- **Exercise objective**
Reproduce exactly the lines of the material beneath, from the line that contains "Camera-trap review: tag the vegetation" to the line that contains "Camera-trap review: tag the rock in", both included, and no other lines.
(Input material begins)
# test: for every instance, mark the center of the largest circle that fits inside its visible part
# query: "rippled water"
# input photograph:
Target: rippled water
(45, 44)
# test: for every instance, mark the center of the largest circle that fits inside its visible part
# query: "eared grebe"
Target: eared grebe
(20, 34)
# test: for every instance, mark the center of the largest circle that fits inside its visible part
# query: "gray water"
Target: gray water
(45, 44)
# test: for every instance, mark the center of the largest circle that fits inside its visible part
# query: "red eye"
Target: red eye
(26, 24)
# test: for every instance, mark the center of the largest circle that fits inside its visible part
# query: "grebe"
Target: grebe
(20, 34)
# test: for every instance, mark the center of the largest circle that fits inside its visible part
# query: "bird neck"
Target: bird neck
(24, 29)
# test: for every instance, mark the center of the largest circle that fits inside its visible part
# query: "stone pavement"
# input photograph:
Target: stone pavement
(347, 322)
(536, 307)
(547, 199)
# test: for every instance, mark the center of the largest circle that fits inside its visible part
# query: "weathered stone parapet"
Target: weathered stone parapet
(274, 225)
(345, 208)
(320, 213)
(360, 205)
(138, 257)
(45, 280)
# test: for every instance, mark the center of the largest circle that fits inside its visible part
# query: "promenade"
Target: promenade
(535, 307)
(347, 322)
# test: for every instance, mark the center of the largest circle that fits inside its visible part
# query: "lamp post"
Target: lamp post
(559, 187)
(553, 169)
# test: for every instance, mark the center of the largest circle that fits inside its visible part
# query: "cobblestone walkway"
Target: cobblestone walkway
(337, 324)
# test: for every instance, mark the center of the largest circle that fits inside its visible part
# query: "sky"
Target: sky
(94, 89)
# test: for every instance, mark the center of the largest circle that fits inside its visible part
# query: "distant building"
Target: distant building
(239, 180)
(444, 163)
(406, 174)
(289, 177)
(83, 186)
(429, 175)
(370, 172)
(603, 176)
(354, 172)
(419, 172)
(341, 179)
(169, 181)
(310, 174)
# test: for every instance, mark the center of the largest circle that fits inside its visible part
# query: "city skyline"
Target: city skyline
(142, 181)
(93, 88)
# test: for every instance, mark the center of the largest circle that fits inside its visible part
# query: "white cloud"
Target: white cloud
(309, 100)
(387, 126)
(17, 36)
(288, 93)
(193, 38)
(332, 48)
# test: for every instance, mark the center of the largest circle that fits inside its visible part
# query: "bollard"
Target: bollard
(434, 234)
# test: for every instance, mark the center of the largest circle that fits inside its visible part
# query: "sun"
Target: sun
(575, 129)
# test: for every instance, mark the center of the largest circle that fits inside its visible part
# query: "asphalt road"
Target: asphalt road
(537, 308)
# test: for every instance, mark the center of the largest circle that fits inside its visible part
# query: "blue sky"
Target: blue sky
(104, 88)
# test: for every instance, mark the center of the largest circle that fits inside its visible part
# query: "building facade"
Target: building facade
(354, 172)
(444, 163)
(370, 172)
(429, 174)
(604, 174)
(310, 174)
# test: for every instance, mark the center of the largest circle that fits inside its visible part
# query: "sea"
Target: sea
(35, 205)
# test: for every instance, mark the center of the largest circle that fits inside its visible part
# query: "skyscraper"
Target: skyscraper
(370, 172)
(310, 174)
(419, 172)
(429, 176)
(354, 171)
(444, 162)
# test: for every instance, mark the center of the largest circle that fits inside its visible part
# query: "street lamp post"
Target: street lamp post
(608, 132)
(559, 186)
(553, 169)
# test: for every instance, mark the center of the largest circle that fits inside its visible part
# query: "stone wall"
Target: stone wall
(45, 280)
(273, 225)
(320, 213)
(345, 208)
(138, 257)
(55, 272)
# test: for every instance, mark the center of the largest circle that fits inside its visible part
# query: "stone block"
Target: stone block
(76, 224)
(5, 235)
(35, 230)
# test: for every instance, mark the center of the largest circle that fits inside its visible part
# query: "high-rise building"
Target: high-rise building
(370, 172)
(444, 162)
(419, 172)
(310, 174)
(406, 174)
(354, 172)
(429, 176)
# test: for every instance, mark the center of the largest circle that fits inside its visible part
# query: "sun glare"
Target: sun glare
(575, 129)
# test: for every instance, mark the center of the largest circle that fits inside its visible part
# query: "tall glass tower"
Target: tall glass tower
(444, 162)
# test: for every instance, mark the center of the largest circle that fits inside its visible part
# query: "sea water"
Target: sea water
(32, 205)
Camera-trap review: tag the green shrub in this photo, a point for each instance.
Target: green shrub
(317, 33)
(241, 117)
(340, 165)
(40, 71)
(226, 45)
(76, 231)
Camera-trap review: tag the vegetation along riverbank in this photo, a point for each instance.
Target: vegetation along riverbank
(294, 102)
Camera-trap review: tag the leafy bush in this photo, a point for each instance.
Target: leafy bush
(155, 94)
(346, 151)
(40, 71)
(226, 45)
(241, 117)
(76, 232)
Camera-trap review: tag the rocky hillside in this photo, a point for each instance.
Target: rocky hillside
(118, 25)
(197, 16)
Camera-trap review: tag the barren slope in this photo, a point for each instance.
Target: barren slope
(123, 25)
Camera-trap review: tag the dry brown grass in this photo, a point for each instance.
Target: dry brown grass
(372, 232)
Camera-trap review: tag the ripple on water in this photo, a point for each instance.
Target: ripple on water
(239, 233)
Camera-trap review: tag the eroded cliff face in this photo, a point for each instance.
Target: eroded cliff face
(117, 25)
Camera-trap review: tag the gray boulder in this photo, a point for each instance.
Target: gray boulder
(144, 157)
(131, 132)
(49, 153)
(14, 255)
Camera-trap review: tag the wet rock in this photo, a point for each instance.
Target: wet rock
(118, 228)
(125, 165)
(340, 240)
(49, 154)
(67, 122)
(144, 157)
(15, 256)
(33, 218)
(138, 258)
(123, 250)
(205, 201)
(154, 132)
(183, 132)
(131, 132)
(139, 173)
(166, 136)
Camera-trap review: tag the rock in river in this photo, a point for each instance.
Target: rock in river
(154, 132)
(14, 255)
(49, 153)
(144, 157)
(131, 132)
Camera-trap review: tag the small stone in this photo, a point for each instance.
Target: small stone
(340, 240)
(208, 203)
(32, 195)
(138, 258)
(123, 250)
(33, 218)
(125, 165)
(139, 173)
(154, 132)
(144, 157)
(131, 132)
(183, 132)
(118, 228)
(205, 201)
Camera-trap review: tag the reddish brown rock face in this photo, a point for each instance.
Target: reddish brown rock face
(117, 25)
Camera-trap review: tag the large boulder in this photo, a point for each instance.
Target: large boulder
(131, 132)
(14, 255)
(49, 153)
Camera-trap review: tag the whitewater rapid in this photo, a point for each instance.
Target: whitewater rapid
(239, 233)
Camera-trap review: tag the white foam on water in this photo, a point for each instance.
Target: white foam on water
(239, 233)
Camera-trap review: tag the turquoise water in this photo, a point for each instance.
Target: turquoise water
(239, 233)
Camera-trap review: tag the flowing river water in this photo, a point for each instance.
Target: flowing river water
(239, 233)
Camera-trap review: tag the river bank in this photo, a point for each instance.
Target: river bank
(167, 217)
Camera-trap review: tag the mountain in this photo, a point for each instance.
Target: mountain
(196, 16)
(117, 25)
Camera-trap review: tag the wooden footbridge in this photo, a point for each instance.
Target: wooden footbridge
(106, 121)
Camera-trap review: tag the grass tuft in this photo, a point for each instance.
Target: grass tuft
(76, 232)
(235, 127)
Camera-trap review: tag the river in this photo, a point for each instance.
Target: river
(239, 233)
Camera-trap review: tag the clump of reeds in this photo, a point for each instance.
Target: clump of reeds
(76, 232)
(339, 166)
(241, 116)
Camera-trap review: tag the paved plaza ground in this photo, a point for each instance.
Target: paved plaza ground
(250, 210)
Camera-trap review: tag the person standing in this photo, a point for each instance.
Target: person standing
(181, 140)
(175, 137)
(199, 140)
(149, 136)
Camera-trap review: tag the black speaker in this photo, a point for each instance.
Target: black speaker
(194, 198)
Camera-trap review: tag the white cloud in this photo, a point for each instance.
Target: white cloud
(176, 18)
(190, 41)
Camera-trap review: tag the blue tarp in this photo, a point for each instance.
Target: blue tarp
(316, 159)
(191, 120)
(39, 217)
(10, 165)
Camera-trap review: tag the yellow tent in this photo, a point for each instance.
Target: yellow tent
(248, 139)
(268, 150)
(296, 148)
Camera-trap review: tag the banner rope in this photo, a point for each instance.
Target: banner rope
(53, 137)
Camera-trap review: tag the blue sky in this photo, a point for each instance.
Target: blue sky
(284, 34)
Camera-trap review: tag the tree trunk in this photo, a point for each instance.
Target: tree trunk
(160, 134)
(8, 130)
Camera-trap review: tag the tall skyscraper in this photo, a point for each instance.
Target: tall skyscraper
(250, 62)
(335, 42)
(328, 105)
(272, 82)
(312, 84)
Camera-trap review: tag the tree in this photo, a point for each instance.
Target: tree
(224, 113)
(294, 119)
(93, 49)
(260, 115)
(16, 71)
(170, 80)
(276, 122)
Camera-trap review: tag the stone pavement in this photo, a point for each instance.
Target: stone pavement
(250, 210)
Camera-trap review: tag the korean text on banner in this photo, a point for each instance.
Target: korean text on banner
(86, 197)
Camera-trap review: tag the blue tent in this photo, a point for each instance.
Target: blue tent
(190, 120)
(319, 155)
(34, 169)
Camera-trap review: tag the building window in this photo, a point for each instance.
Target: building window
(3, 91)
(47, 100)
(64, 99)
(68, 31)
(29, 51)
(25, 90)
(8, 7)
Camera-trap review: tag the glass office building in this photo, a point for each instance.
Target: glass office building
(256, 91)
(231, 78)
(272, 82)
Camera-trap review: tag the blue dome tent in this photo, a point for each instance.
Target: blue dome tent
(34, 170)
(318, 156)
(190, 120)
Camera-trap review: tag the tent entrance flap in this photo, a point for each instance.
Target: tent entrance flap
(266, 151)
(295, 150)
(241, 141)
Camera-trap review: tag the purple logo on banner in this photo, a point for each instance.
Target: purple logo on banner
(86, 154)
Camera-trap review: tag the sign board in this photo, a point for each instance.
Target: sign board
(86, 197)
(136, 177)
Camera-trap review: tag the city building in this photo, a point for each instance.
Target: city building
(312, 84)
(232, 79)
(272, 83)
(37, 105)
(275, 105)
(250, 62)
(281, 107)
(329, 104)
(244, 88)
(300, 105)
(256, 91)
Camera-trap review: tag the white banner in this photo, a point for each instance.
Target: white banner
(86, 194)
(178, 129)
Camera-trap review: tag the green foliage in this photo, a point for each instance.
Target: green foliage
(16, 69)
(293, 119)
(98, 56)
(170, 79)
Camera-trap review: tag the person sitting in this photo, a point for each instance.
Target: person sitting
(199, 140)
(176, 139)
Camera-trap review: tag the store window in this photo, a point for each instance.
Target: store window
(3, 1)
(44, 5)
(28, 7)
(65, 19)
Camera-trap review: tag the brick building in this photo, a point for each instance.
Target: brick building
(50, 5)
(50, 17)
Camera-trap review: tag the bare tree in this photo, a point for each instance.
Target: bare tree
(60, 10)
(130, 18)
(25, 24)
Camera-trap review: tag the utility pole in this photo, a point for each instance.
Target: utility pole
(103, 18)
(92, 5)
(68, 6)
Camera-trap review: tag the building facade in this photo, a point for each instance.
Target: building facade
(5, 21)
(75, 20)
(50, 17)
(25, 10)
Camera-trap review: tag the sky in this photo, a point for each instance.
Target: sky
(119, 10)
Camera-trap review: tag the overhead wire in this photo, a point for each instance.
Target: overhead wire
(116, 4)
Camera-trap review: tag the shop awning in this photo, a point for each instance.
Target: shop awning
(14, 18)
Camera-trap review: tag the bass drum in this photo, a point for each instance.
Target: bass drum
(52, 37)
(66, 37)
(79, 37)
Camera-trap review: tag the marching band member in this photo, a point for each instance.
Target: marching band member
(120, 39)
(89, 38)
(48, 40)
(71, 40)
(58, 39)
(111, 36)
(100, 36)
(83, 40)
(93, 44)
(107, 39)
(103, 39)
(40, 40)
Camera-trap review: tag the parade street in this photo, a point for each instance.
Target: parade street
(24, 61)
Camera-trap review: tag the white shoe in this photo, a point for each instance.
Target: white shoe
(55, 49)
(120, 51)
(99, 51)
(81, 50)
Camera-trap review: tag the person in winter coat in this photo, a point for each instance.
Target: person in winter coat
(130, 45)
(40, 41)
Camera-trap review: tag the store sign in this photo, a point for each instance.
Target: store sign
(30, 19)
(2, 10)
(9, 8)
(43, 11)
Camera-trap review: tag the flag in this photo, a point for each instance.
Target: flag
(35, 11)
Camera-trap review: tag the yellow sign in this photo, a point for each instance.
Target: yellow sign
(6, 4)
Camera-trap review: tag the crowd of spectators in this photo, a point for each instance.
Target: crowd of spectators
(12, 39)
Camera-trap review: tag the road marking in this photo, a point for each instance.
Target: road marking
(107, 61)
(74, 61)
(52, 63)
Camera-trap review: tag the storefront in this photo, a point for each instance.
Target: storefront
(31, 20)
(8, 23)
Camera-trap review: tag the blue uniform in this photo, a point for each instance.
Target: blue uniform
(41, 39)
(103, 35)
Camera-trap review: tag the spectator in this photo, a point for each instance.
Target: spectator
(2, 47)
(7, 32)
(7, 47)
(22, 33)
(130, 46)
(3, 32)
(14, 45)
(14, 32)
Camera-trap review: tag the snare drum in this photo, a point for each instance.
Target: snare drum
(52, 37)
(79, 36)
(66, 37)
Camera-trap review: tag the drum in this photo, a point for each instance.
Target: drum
(Input material ends)
- **Result of the task**
Camera-trap review: tag the vegetation along riverbank in this photo, a point for each instance.
Target: vegetation along riverbank
(294, 102)
Camera-trap review: tag the leafy bush in this photo, a point for each instance.
Target: leafy bush
(155, 94)
(346, 151)
(40, 71)
(226, 45)
(241, 117)
(76, 232)
Camera-trap review: tag the rocky hillside in this photo, a point for each instance.
Target: rocky hillside
(118, 25)
(197, 16)
Camera-trap review: tag the barren slope in this photo, a point for each instance.
Target: barren slope
(123, 25)
Camera-trap review: tag the dry brown grass in this photo, a point for each instance.
Target: dry brown grass
(372, 232)
Camera-trap review: tag the ripple on water in this photo, a point for each instance.
Target: ripple on water
(239, 233)
Camera-trap review: tag the eroded cliff face in this photo, a point for each instance.
Target: eroded cliff face
(117, 25)
Camera-trap review: tag the gray boulder in this photo, a point for each instance.
Target: gray boulder
(144, 157)
(131, 132)
(49, 153)
(14, 255)
Camera-trap review: tag the wet rock in this photo, a point for each instance.
Target: wet rock
(118, 228)
(125, 165)
(340, 240)
(49, 154)
(67, 122)
(144, 157)
(15, 256)
(33, 218)
(138, 258)
(123, 250)
(205, 201)
(154, 132)
(183, 132)
(131, 132)
(139, 173)
(166, 136)
Camera-trap review: tag the rock in river in this photo, a point for each instance.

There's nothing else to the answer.